Stored data entries
------------------------------------------------

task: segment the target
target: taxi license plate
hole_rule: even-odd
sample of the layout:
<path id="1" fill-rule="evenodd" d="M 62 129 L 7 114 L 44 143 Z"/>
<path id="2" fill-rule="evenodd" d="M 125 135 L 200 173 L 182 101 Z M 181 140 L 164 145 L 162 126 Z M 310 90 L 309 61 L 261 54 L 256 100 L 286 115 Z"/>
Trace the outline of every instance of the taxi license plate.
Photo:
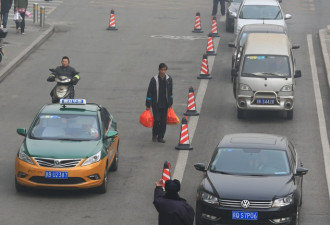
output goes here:
<path id="1" fill-rule="evenodd" d="M 274 99 L 257 99 L 257 104 L 260 105 L 274 105 L 275 100 Z"/>
<path id="2" fill-rule="evenodd" d="M 68 179 L 68 172 L 62 171 L 46 171 L 45 178 L 50 179 Z"/>
<path id="3" fill-rule="evenodd" d="M 258 220 L 258 212 L 233 211 L 233 220 Z"/>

------------------------------------------------

# PROBLEM:
Although the records include pictures, output only their text, exactly and completely.

# WRITTEN RESPONSE:
task: segment the target
target: taxi license plate
hole_rule: even-odd
sample of the layout:
<path id="1" fill-rule="evenodd" d="M 62 129 L 7 114 L 44 143 Z"/>
<path id="2" fill-rule="evenodd" d="M 125 135 L 200 173 L 182 101 Z M 181 140 L 164 145 L 162 126 Z M 310 90 L 309 61 L 261 54 L 256 100 L 286 115 Z"/>
Trace the outline of every instance of the taxi license plate.
Photo:
output goes here:
<path id="1" fill-rule="evenodd" d="M 274 99 L 257 99 L 257 104 L 260 105 L 274 105 L 275 100 Z"/>
<path id="2" fill-rule="evenodd" d="M 68 179 L 68 172 L 62 171 L 46 171 L 45 178 L 50 179 Z"/>
<path id="3" fill-rule="evenodd" d="M 258 220 L 258 212 L 233 211 L 233 220 Z"/>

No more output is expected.